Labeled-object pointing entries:
┄┄┄┄┄┄┄┄┄┄

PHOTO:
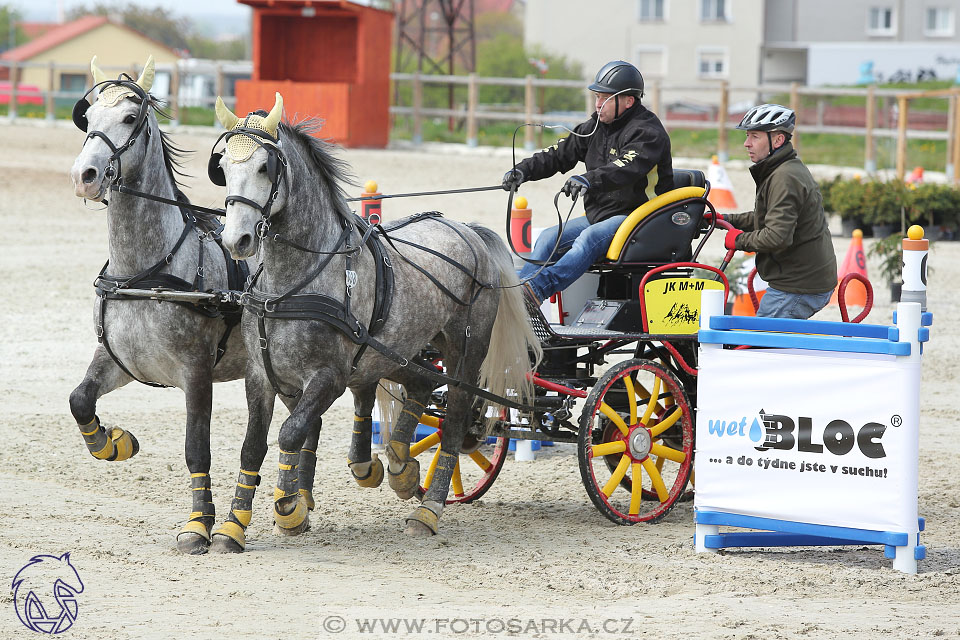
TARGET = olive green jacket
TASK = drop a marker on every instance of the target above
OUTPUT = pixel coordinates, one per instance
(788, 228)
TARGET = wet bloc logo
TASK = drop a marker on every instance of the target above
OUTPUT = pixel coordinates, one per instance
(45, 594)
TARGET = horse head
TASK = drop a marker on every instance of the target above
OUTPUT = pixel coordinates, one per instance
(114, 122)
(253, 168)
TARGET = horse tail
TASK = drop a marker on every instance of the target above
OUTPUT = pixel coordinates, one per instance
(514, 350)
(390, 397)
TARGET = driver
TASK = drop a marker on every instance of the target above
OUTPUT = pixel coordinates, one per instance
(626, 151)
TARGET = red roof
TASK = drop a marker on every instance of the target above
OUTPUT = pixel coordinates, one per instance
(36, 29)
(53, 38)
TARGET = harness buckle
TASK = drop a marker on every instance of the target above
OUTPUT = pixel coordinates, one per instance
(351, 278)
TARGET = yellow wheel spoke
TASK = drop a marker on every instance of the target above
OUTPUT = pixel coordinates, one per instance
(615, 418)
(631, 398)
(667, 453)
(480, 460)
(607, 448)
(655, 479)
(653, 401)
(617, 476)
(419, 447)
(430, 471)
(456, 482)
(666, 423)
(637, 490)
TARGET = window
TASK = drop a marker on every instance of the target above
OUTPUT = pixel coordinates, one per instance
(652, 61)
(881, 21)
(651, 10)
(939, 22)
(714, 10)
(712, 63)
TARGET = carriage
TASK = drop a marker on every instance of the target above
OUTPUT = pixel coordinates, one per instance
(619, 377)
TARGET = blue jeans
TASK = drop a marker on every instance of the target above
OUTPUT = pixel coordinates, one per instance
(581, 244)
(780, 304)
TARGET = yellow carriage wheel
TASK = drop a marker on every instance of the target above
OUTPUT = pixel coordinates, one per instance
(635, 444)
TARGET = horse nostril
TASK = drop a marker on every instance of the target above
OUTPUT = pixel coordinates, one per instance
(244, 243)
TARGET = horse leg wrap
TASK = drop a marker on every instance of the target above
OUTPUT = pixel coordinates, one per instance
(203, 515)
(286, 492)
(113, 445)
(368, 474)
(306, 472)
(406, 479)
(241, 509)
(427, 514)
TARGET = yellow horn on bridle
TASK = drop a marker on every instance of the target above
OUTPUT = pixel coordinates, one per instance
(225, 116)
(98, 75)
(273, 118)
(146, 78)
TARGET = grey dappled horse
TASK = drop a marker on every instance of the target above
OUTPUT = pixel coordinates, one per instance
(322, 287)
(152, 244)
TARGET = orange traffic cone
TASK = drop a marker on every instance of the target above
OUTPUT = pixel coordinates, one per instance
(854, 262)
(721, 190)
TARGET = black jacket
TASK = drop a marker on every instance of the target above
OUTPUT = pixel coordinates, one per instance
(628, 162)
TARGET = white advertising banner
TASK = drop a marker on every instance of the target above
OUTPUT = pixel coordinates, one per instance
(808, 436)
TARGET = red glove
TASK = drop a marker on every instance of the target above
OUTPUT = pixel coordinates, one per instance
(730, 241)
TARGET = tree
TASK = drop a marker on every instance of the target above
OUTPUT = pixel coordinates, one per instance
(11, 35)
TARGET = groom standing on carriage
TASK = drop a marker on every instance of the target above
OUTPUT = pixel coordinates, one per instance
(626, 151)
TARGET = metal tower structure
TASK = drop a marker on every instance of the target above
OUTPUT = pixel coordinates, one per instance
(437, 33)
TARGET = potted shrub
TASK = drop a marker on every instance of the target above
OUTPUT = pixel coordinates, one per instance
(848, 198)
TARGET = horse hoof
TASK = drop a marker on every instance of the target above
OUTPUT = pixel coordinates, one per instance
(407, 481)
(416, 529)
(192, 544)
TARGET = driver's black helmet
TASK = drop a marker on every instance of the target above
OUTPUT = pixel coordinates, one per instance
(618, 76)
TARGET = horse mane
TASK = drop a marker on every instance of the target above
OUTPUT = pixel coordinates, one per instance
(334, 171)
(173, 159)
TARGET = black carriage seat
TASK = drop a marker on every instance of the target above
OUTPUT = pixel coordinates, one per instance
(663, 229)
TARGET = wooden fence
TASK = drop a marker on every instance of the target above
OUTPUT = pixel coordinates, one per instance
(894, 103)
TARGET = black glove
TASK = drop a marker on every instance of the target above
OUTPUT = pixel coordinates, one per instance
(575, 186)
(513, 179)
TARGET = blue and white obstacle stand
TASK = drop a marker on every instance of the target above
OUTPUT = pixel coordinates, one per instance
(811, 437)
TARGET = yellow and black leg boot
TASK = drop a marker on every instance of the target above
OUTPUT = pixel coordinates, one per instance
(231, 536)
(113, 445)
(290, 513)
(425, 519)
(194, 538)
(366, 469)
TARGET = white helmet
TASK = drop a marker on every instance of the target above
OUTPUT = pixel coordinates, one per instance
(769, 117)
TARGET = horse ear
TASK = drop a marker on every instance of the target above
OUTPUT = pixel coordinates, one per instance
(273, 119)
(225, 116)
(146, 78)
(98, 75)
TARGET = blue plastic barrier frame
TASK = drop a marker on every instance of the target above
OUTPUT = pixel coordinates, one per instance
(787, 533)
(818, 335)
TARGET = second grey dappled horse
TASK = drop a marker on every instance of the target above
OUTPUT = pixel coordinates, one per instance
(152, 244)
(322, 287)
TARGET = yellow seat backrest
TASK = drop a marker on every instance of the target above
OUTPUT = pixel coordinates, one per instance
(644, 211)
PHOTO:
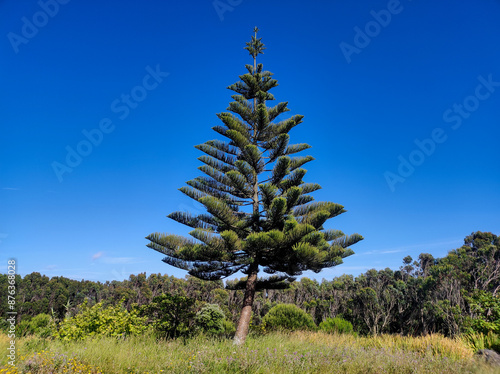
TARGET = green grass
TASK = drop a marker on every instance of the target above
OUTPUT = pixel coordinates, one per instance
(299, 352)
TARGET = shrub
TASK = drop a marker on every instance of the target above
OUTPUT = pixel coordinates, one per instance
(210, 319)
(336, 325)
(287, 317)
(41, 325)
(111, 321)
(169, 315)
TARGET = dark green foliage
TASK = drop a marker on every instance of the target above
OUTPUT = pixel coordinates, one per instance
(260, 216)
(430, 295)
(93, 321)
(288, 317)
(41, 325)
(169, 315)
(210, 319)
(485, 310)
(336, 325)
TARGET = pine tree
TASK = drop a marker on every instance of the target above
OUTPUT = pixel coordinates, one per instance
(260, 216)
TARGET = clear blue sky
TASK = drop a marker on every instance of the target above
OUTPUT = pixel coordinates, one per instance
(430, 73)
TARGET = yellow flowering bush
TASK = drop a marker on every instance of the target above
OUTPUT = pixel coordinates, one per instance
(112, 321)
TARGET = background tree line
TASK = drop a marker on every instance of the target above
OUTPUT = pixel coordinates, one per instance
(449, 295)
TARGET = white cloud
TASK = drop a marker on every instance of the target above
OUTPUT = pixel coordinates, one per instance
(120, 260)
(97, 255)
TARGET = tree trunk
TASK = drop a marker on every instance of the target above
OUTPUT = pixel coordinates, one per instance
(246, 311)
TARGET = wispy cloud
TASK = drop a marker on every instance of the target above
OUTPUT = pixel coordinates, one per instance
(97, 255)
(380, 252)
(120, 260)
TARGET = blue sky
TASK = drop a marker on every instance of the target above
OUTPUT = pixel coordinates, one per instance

┄┄┄┄┄┄┄┄┄┄

Direction - Print the records word for word and exclude any picture they hold.

Result -
PHOTO:
TARGET = olive green jacket
TASK = drop a marker on every instance of the target above
OUTPUT = pixel coordinates, one per instance
(788, 228)
TARGET = wet bloc logo
TASK = drop a marker on every instance of the target above
OUTPUT = pixel coordinates, one per instance
(45, 594)
TARGET = horse head
TASK = drop a marker on every instance of the target above
OUTPUT = pixel coordinates, one per instance
(114, 122)
(253, 168)
TARGET = horse tail
TASK = drop a marker on every instance of the target above
OUTPUT = pixel coordinates, one per instance
(514, 350)
(390, 397)
TARGET = driver
TASK = drop a marker on every instance of the target above
OUTPUT = pixel coordinates, one per instance
(626, 151)
TARGET = red roof
TASK = drop a marker on every instance of the target above
OUTPUT = pixel coordinates, one per instance
(36, 29)
(53, 38)
TARGET = harness buckle
TASK = drop a marker on every instance of the target above
OUTPUT = pixel coordinates, one per instance
(351, 278)
TARGET = yellow wheel spoke
TASK = drop a marker on every instance of the target above
OUTPUT = pixel coordinates, one per instance
(615, 418)
(631, 398)
(667, 453)
(480, 460)
(607, 448)
(655, 479)
(653, 401)
(617, 476)
(419, 447)
(430, 471)
(456, 482)
(666, 423)
(637, 490)
TARGET = window
TASK = drop a marker on every instance of the target above
OUTPUT = pixel coordinates, one per instance
(652, 61)
(881, 21)
(651, 10)
(939, 22)
(714, 10)
(712, 63)
TARGET = carriage
TASK = drop a marker on every instance of the target above
OUTPUT = pixel coordinates, one per instance
(619, 377)
TARGET = blue jeans
TASK = drop a marker on every instance of the target above
OUTPUT = pixel coordinates, one per instance
(581, 244)
(780, 304)
TARGET = yellow carriage wheel
TASK = drop a marker on every instance of the target above
OUTPUT = pixel coordinates, one per instance
(635, 444)
TARGET = horse nostril
TASK = drop a marker on every instance of the target above
OUTPUT = pixel coordinates, one per instance
(244, 243)
TARGET = horse leg wrap
TASK = drop a marker on every instance of the target above
OUTPUT = pixel coordinates, one per instance
(203, 515)
(286, 492)
(113, 445)
(368, 474)
(306, 472)
(406, 479)
(241, 509)
(427, 514)
TARGET = yellow horn on bridle
TASK = drop a marker on every instance of the target above
OUTPUT = pixel coordinates, one per instance
(225, 116)
(98, 75)
(273, 118)
(146, 78)
TARGET = grey dappled horse
TASK = drop a marker on every instance of the target above
OUTPUT = pixel coordinates, one per instance
(322, 287)
(152, 244)
TARGET = orange traffic cone
TASK = drop a marker on every instance of the target above
OUTPUT = pixel coordinates, one per instance
(854, 262)
(721, 190)
TARGET = black jacket
TASK = drop a marker on every instance of the target above
OUTPUT = pixel coordinates, one per instance
(628, 162)
TARGET = white advertising banner
TASK = drop a marker on every instance of the target above
OUTPUT = pixel coordinates, one per instance
(808, 436)
TARGET = red glove
TASK = drop a marker on every instance of the target above
OUTPUT = pixel coordinates, one per instance
(730, 241)
TARGET = tree
TASK = drop a marker on every instance of the target above
OUTPUT = pixel coordinates, one per instance
(11, 35)
TARGET = groom standing on carriage
TASK = drop a marker on every instance of the target above
OUTPUT = pixel coordinates, one per instance
(626, 151)
TARGET = metal tower structure
TASK = drop a marker on every instance of the target above
OUTPUT = pixel coordinates, one per instance
(437, 33)
TARGET = potted shrub
TASK = drop a marker on every instance of the target above
OUTPUT = pixel coordinates, one per instance
(848, 198)
TARGET = horse hoof
TASK = drop a marker on every instance of the target above
OUTPUT = pixel coordinates, one per instance
(407, 481)
(416, 529)
(192, 544)
TARGET = driver's black helmet
TASK = drop a marker on every instance of the target above
OUTPUT = pixel coordinates, one per instance
(618, 76)
TARGET = horse mane
TASK = drop a marker on every instance of the target above
OUTPUT = pixel coordinates, one per instance
(334, 171)
(173, 159)
TARGET = black carriage seat
TASK = drop a marker on every instance of the target above
OUTPUT = pixel coordinates, one per instance
(663, 229)
TARGET = wooden fence
TASK = drop a marker on every instance of the target above
OUTPUT = pixel coordinates, one per instance
(894, 103)
TARGET = black glove
TASK = drop a marker on every instance of the target above
OUTPUT = pixel coordinates, one per instance
(575, 186)
(513, 179)
TARGET = blue and white obstacle stand
TASK = drop a marker on every instance of the target above
OUTPUT = pixel coordinates, one per instance
(811, 437)
TARGET = yellow and black leg boot
TASK = drop a marker on every instance of the target above
OUTPUT = pixel coordinates, one per instance
(231, 536)
(113, 445)
(290, 513)
(425, 519)
(194, 538)
(366, 469)
TARGET = white helmet
TASK = drop a marker on every instance of the target above
OUTPUT = pixel coordinates, one per instance
(769, 117)
TARGET = horse ear
TASK = drop a marker on every instance of the target above
OUTPUT = pixel coordinates, one per instance
(273, 119)
(225, 116)
(146, 78)
(98, 75)
TARGET = blue plastic barrier frame
TASK = drop a marker on every instance of the target above
OUTPUT = pixel coordinates, one per instance
(787, 533)
(818, 335)
TARGET = second grey dappled horse
TASK = drop a marker on every instance of the target above
OUTPUT = pixel coordinates, one per instance
(152, 244)
(322, 287)
TARGET = yellow seat backrest
TASK = drop a marker on every instance of the target above
OUTPUT = pixel coordinates, one per instance
(644, 211)
PHOTO:
TARGET = green grass
TASK = drop a marker on every instance of the target above
OUTPUT = pixel coordinates, one per instance
(299, 352)
TARGET = shrub
TASK = drop a marker on every instance of the target above
OUTPUT = pixel coordinates, one per instance
(210, 319)
(336, 325)
(287, 317)
(41, 325)
(111, 321)
(169, 315)
TARGET = dark green foliage
TASK = drop a marker on every instance of the target above
OUTPUT = pixel coordinates, one per instance
(260, 216)
(430, 295)
(93, 321)
(288, 317)
(41, 325)
(169, 315)
(210, 319)
(485, 310)
(336, 325)
TARGET = pine tree
TASK = drop a marker on every instance of the target above
OUTPUT = pixel coordinates, one per instance
(260, 216)
TARGET = clear blue sky
TASK = drop a marker on every instance of the target above
OUTPUT = pixel coordinates, one per instance
(430, 73)
TARGET = yellow flowering bush
TASK = drop a marker on every instance of the target above
OUTPUT = pixel coordinates, one per instance
(112, 321)
TARGET = background tree line
TASK = drop a marker on every instance of the target above
OUTPUT = pixel coordinates, one per instance
(449, 295)
TARGET = white cloud
TASK = drop a marker on every instance of the target above
OUTPUT = pixel coordinates, one per instance
(120, 260)
(97, 255)
TARGET = tree trunk
TASK = drop a marker on every instance of the target above
OUTPUT = pixel coordinates, one per instance
(246, 311)
TARGET = wispy cloud
TASK = drop a marker on every instance of the target above
OUTPUT = pixel coordinates, one per instance
(97, 255)
(380, 252)
(120, 260)
TARGET = blue sky
TASK = drop a marker on every instance of the target above
OUTPUT = pixel coordinates, one per instance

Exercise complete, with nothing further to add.